Activity =
The lines to repeat are those below from the one containing "box: [807, 659, 911, 812]" down to the one containing "box: [1989, 931, 2198, 1152]", both included; reproduce them exactly and nothing else.

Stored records
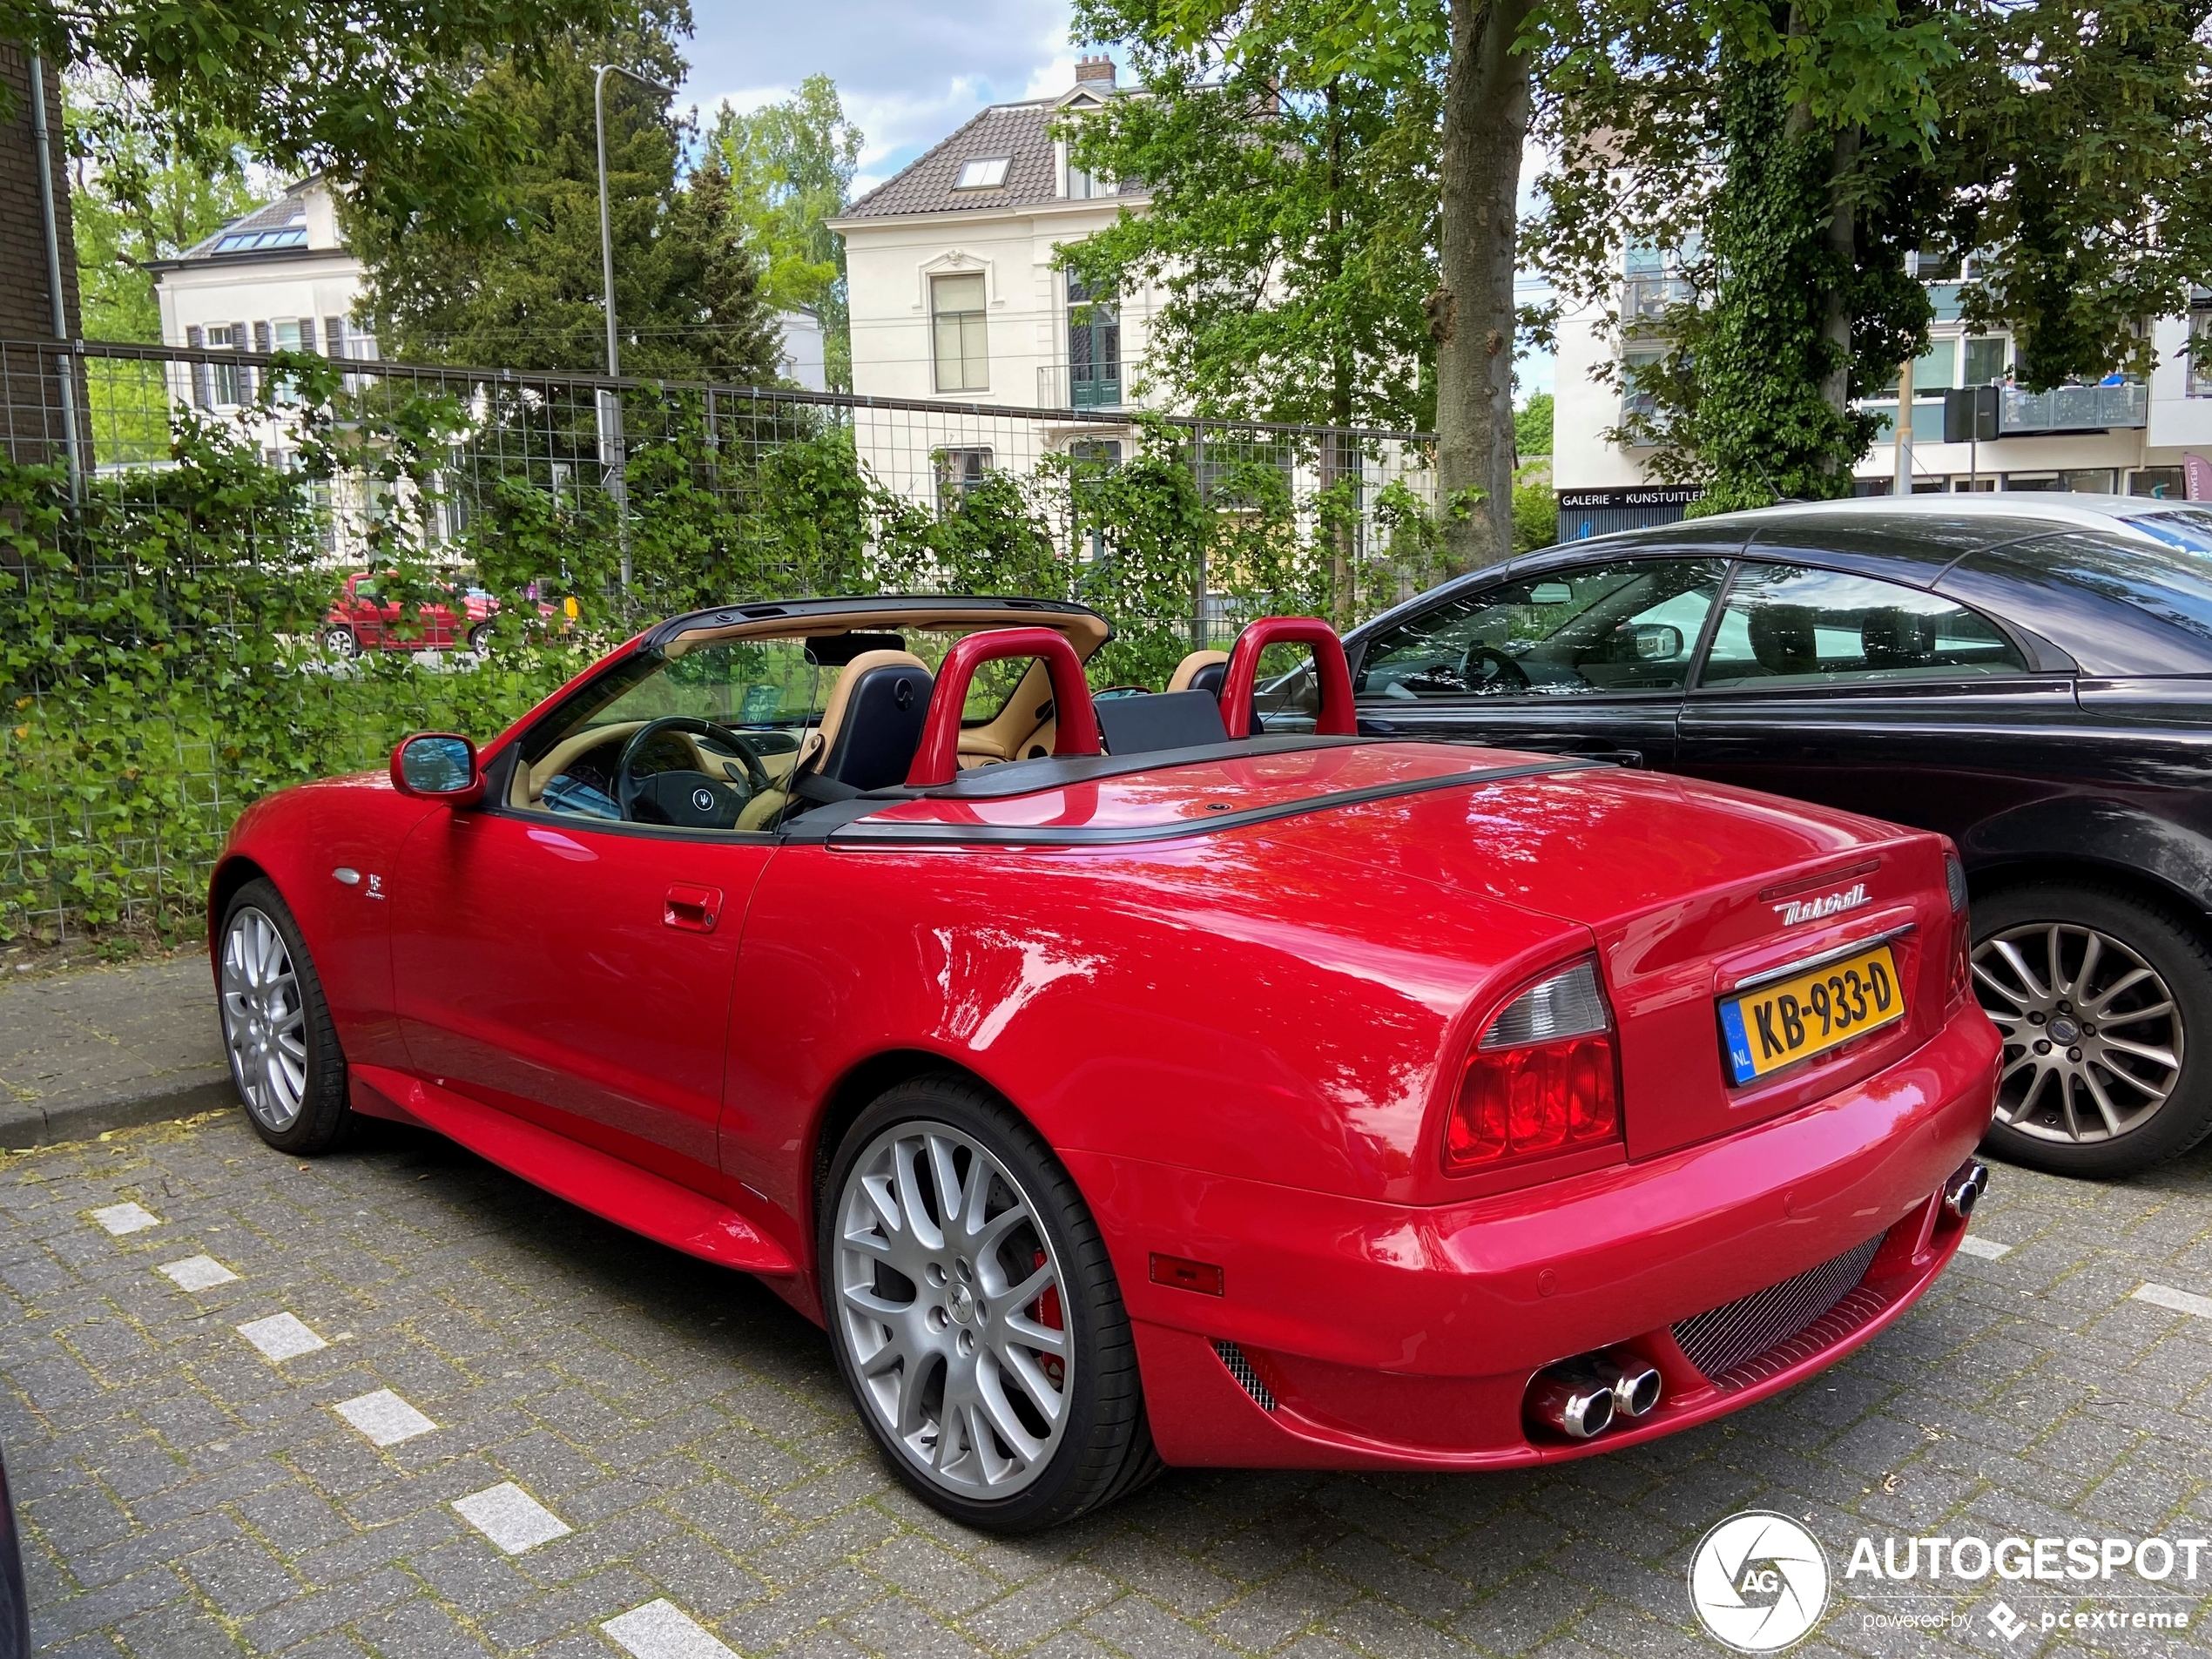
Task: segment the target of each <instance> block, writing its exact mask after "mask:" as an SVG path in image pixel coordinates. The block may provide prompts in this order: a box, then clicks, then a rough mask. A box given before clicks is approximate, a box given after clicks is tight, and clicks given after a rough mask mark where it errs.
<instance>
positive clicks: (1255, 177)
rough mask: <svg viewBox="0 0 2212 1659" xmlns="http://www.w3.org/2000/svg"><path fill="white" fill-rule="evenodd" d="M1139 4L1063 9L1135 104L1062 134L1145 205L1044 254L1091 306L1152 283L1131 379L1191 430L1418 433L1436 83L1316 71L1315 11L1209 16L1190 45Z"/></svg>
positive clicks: (1168, 26)
mask: <svg viewBox="0 0 2212 1659" xmlns="http://www.w3.org/2000/svg"><path fill="white" fill-rule="evenodd" d="M1166 15H1168V13H1166V9H1161V7H1155V4H1148V0H1082V2H1079V7H1077V33H1082V35H1086V38H1091V40H1113V42H1119V44H1121V46H1124V49H1126V53H1128V55H1130V60H1133V62H1135V69H1137V75H1139V80H1141V84H1144V95H1137V97H1117V100H1113V102H1110V104H1108V106H1106V108H1102V111H1095V113H1084V115H1077V117H1071V119H1068V122H1066V124H1064V126H1066V135H1068V142H1071V146H1073V148H1071V157H1073V161H1075V164H1077V166H1082V168H1086V170H1091V173H1093V175H1097V177H1115V179H1133V181H1137V179H1141V184H1144V190H1146V195H1148V206H1146V208H1144V210H1141V212H1130V210H1124V212H1121V217H1119V219H1117V221H1115V223H1113V226H1110V228H1106V230H1102V232H1099V234H1095V237H1091V239H1086V241H1082V243H1071V246H1066V248H1062V250H1060V257H1062V263H1064V265H1066V268H1068V270H1071V272H1073V274H1075V276H1079V279H1082V281H1084V283H1086V285H1088V288H1091V292H1099V294H1115V292H1128V290H1133V288H1139V285H1146V283H1155V285H1161V288H1166V294H1168V296H1166V303H1164V305H1161V307H1159V310H1155V314H1152V319H1150V325H1148V334H1146V365H1144V369H1146V374H1148V376H1150V380H1152V383H1155V385H1157V387H1159V389H1164V392H1168V394H1170V396H1172V398H1177V400H1179V403H1183V405H1188V407H1190V409H1192V411H1194V414H1203V416H1221V418H1256V420H1294V422H1314V425H1334V427H1352V425H1369V427H1400V429H1405V427H1427V425H1429V420H1431V411H1433V398H1436V389H1433V376H1431V363H1433V349H1431V345H1429V332H1427V319H1425V314H1422V307H1420V299H1422V294H1427V292H1429V290H1431V288H1433V283H1436V263H1433V252H1431V248H1433V232H1436V175H1433V164H1431V153H1433V142H1436V86H1433V84H1431V82H1416V84H1413V86H1383V84H1376V82H1371V80H1363V77H1358V75H1347V73H1336V75H1329V73H1316V69H1314V64H1312V60H1310V55H1307V44H1305V33H1310V31H1312V29H1314V27H1318V15H1321V9H1318V4H1316V7H1298V4H1285V7H1279V9H1272V11H1267V13H1265V15H1252V13H1245V15H1237V18H1228V15H1223V18H1221V20H1217V24H1219V27H1217V29H1214V31H1212V33H1208V35H1194V33H1188V31H1186V29H1181V27H1175V24H1172V22H1164V18H1166Z"/></svg>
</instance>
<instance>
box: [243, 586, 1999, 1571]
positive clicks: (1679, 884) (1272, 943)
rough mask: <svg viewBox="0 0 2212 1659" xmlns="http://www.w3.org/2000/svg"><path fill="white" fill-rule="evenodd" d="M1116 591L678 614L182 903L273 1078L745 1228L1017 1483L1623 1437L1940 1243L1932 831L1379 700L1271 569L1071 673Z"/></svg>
mask: <svg viewBox="0 0 2212 1659" xmlns="http://www.w3.org/2000/svg"><path fill="white" fill-rule="evenodd" d="M1106 639H1108V626H1106V622H1104V619H1102V617H1099V615H1097V613H1093V611H1086V608H1082V606H1073V604H1048V602H1035V599H964V597H927V599H894V597H867V599H807V602H785V604H745V606H730V608H723V611H703V613H695V615H684V617H677V619H672V622H664V624H659V626H657V628H650V630H648V633H644V635H639V637H637V639H633V641H628V644H626V646H622V648H619V650H615V653H613V655H611V657H606V659H604V661H599V664H597V666H595V668H591V670H588V672H584V675H580V677H577V679H575V681H571V684H568V686H564V688H562V690H560V692H557V695H553V697H551V699H546V701H544V703H542V706H540V708H535V710H533V712H531V714H526V717H524V719H520V721H518V723H515V726H513V728H511V730H507V732H502V734H500V737H498V739H493V741H491V743H489V745H487V748H482V750H478V748H476V745H471V743H469V741H467V739H462V737H453V734H442V732H429V734H420V737H411V739H407V741H405V743H400V745H398V750H396V752H394V757H392V765H389V772H387V774H372V776H349V779H332V781H323V783H307V785H301V787H294V790H285V792H281V794H274V796H270V799H265V801H261V803H259V805H254V807H252V810H250V812H246V816H243V818H241V821H239V825H237V830H234V834H232V838H230V845H228V849H226V852H223V858H221V860H219V865H217V869H215V876H212V889H210V900H208V920H210V949H212V958H215V978H217V984H219V993H221V1020H223V1035H226V1044H228V1051H230V1064H232V1073H234V1079H237V1088H239V1095H241V1099H243V1104H246V1110H248V1113H250V1117H252V1124H254V1128H257V1130H259V1133H261V1137H263V1139H265V1141H270V1144H272V1146H276V1148H281V1150H285V1152H292V1155H307V1152H319V1150H325V1148H330V1146H334V1144H336V1141H338V1139H341V1137H343V1135H345V1130H347V1126H349V1124H352V1121H354V1119H356V1117H358V1115H369V1117H385V1119H400V1121H407V1124H420V1126H427V1128H431V1130H436V1133H442V1135H449V1137H451V1139H456V1141H460V1144H465V1146H469V1148H473V1150H476V1152H480V1155H482V1157H487V1159H491V1161H493V1164H500V1166H502V1168H507V1170H511V1172H515V1175H518V1177H522V1179H526V1181H533V1183H538V1186H542V1188H544V1190H549V1192H553V1194H557V1197H562V1199H566V1201H571V1203H577V1206H582V1208H584V1210H591V1212H595V1214H602V1217H606V1219H611V1221H617V1223H622V1225H626V1228H635V1230H637V1232H641V1234H648V1237H653V1239H659V1241H664V1243H668V1245H670V1248H675V1250H686V1252H690V1254H695V1256H703V1259H708V1261H714V1263H723V1265H728V1267H737V1270H743V1272H750V1274H757V1276H759V1279H763V1281H765V1283H768V1285H772V1287H774V1292H776V1294H781V1296H783V1298H785V1301H790V1303H792V1305H794V1307H799V1310H803V1312H805V1314H807V1316H810V1318H816V1321H821V1323H823V1325H825V1327H827V1334H830V1345H832V1349H834V1356H836V1365H838V1369H841V1374H843V1378H845V1383H847V1385H849V1389H852V1396H854V1402H856V1407H858V1413H860V1420H863V1422H865V1425H867V1431H869V1433H872V1436H874V1440H876V1444H878V1447H880V1451H883V1455H885V1460H887V1462H889V1467H891V1469H894V1471H896V1473H898V1478H900V1480H905V1482H907V1486H911V1489H914V1491H916V1493H918V1495H920V1498H925V1500H927V1502H931V1504H936V1506H938V1509H940V1511H945V1513H947V1515H953V1517H956V1520H962V1522H969V1524H975V1526H987V1528H1000V1531H1015V1528H1035V1526H1048V1524H1053V1522H1062V1520H1068V1517H1071V1515H1077V1513H1082V1511H1086V1509H1091V1506H1097V1504H1102V1502H1108V1500H1113V1498H1117V1495H1119V1493H1126V1491H1130V1489H1133V1486H1137V1484H1139V1482H1144V1480H1148V1478H1150V1475H1152V1473H1157V1471H1159V1469H1161V1464H1217V1467H1329V1469H1354V1467H1358V1469H1467V1471H1480V1469H1509V1467H1520V1464H1535V1462H1546V1460H1553V1458H1573V1455H1582V1453H1593V1451H1604V1449H1608V1447H1630V1444H1637V1442H1641V1440H1650V1438H1652V1436H1661V1433H1670V1431H1674V1429H1686V1427H1690V1425H1699V1422H1705V1420H1710V1418H1714V1416H1719V1413H1723V1411H1734V1409H1739V1407H1743V1405H1750V1402H1752V1400H1761V1398H1765V1396H1770V1394H1776V1391H1781V1389H1787V1387H1790V1385H1794V1383H1798V1380H1803V1378H1807V1376H1809V1374H1814V1371H1818V1369H1820V1367H1825V1365H1832V1363H1834V1360H1836V1358H1838V1356H1843V1354H1845V1352H1849V1349H1851V1347H1856V1345H1860V1343H1865V1340H1869V1338H1871V1336H1874V1334H1876V1332H1880V1329H1882V1327H1885V1325H1889V1323H1891V1321H1896V1318H1898V1316H1900V1314H1902V1312H1905V1310H1907V1307H1909V1305H1911V1303H1913V1298H1916V1296H1920V1292H1924V1290H1927V1285H1929V1283H1931V1281H1933V1279H1936V1274H1938V1272H1940V1270H1942V1267H1944V1263H1947V1261H1949V1259H1951V1254H1953V1250H1955V1248H1958V1241H1960V1237H1962V1232H1964V1219H1966V1214H1969V1210H1971V1208H1973V1203H1975V1197H1978V1194H1980V1190H1982V1183H1984V1172H1982V1166H1980V1164H1975V1161H1973V1157H1971V1152H1973V1146H1975V1144H1978V1139H1980V1137H1982V1133H1984V1128H1986V1126H1989V1117H1991V1099H1993V1088H1995V1066H1997V1055H2000V1040H1997V1033H1995V1029H1993V1026H1991V1022H1989V1018H1986V1015H1984V1013H1982V1009H1980V1004H1978V1002H1975V998H1973V995H1971V993H1969V980H1966V938H1969V931H1966V887H1964V878H1962V872H1960V865H1958V856H1955V854H1953V849H1951V845H1949V843H1947V841H1944V838H1942V836H1938V834H1927V832H1913V830H1900V827H1896V825H1887V823H1878V821H1871V818H1863V816H1856V814H1849V812H1840V810H1832V807H1816V805H1801V803H1787V801H1778V799H1774V796H1765V794H1754V792H1747V790H1734V787H1725V785H1717V783H1699V781H1690V779H1674V776H1655V774H1648V772H1641V770H1635V768H1624V765H1606V763H1595V761H1590V759H1575V757H1544V754H1520V752H1509V750H1495V748H1478V745H1469V743H1449V741H1425V739H1416V741H1402V739H1363V737H1358V734H1356V728H1354V710H1352V684H1349V677H1347V672H1345V655H1343V646H1340V644H1338V639H1336V635H1334V633H1329V628H1327V626H1323V624H1318V622H1312V619H1294V617H1272V619H1265V622H1256V624H1252V626H1250V628H1245V633H1243V635H1241V637H1239V639H1237V646H1234V650H1232V653H1228V655H1223V653H1194V655H1192V657H1190V659H1186V661H1183V666H1181V668H1179V670H1177V675H1175V679H1172V681H1170V686H1168V690H1161V692H1146V695H1113V697H1104V695H1099V697H1093V692H1091V690H1088V686H1086V679H1084V661H1086V659H1091V657H1093V655H1095V653H1097V648H1099V646H1102V644H1106ZM1270 646H1274V648H1279V650H1281V648H1283V646H1294V648H1296V650H1298V653H1305V655H1310V661H1305V666H1303V668H1301V670H1298V675H1292V677H1290V679H1281V677H1276V679H1267V681H1263V677H1261V653H1263V650H1265V648H1270ZM1624 648H1628V650H1632V648H1635V641H1632V639H1628V641H1624ZM1290 681H1296V684H1301V686H1307V688H1312V697H1310V703H1307V706H1283V695H1281V690H1279V688H1281V686H1283V684H1290ZM1292 728H1296V730H1292Z"/></svg>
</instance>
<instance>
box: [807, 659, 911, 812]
mask: <svg viewBox="0 0 2212 1659" xmlns="http://www.w3.org/2000/svg"><path fill="white" fill-rule="evenodd" d="M933 688H936V681H933V679H931V675H929V668H925V666H922V659H920V657H916V655H914V653H909V650H865V653H860V655H858V657H854V659H852V661H849V664H847V666H845V672H843V675H838V681H836V690H832V692H830V706H827V708H825V710H823V719H821V726H818V728H816V730H818V741H816V743H814V745H812V752H816V754H821V765H816V768H814V770H816V772H818V774H821V776H825V779H836V781H838V783H849V785H852V787H854V790H887V787H891V785H894V783H902V781H905V776H907V768H909V765H914V750H916V748H918V745H920V741H922V721H925V719H929V692H931V690H933ZM803 759H805V757H803Z"/></svg>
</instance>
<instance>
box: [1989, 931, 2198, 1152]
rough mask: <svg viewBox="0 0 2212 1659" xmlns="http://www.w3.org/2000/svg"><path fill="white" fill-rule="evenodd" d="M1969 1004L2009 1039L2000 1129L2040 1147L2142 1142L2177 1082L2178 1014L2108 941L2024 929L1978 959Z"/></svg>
mask: <svg viewBox="0 0 2212 1659" xmlns="http://www.w3.org/2000/svg"><path fill="white" fill-rule="evenodd" d="M1973 984H1975V995H1978V998H1980V1002H1982V1006H1984V1009H1986V1011H1989V1018H1991V1020H1993V1022H1995V1024H1997V1031H2000V1033H2004V1068H2002V1073H2000V1077H1997V1121H2000V1124H2006V1126H2011V1128H2015V1130H2020V1133H2022V1135H2033V1137H2035V1139H2042V1141H2068V1144H2088V1141H2110V1139H2117V1137H2119V1135H2130V1133H2135V1130H2139V1128H2141V1126H2143V1124H2148V1121H2150V1117H2152V1115H2154V1113H2157V1110H2159V1108H2161V1106H2163V1104H2166V1102H2168V1099H2170V1097H2172V1093H2174V1082H2179V1077H2181V1060H2183V1051H2181V1042H2183V1031H2181V1009H2179V1006H2174V998H2172V991H2170V989H2168V984H2166V980H2163V978H2159V973H2157V969H2152V967H2150V962H2146V960H2143V958H2141V956H2139V953H2137V951H2135V949H2130V947H2128V945H2126V942H2124V940H2119V938H2115V936H2112V933H2104V931H2099V929H2095V927H2084V925H2079V922H2026V925H2024V927H2011V929H2006V931H2002V933H1993V936H1991V938H1986V940H1982V942H1980V945H1975V949H1973Z"/></svg>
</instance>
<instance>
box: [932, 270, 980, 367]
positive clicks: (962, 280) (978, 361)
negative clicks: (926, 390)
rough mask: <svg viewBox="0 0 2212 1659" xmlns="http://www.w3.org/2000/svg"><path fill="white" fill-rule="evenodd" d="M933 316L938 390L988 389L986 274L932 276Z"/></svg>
mask: <svg viewBox="0 0 2212 1659" xmlns="http://www.w3.org/2000/svg"><path fill="white" fill-rule="evenodd" d="M929 316H931V323H933V325H936V347H938V392H987V389H989V387H991V352H989V347H987V343H984V325H982V276H931V279H929Z"/></svg>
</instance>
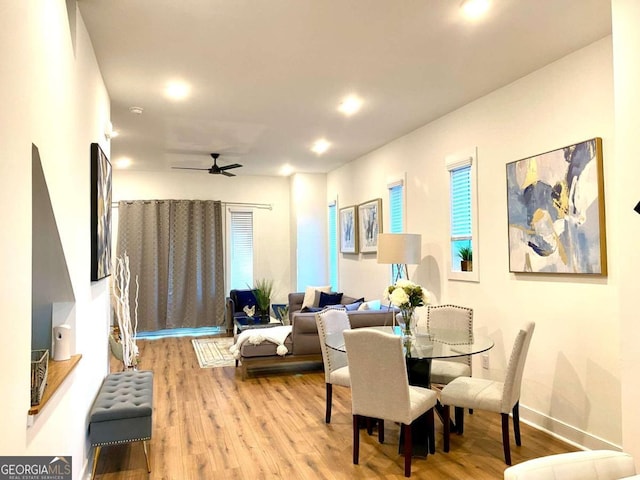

Exercise result =
box: [807, 659, 911, 812]
mask: <svg viewBox="0 0 2212 1659" xmlns="http://www.w3.org/2000/svg"><path fill="white" fill-rule="evenodd" d="M933 688H936V681H933V679H931V675H929V668H925V666H922V659H920V657H916V655H914V653H909V650H865V653H860V655H858V657H854V659H852V661H849V664H847V666H845V672H843V675H838V681H836V690H832V692H830V706H827V708H825V710H823V719H821V726H818V728H816V730H818V741H816V743H814V745H812V752H816V754H821V765H816V768H814V770H816V772H818V774H821V776H825V779H836V781H838V783H849V785H852V787H854V790H887V787H891V785H894V783H902V781H905V776H907V768H909V765H914V750H916V748H918V745H920V741H922V721H925V719H929V692H931V690H933ZM803 759H805V757H803Z"/></svg>
</instance>
<instance>
box: [1989, 931, 2198, 1152]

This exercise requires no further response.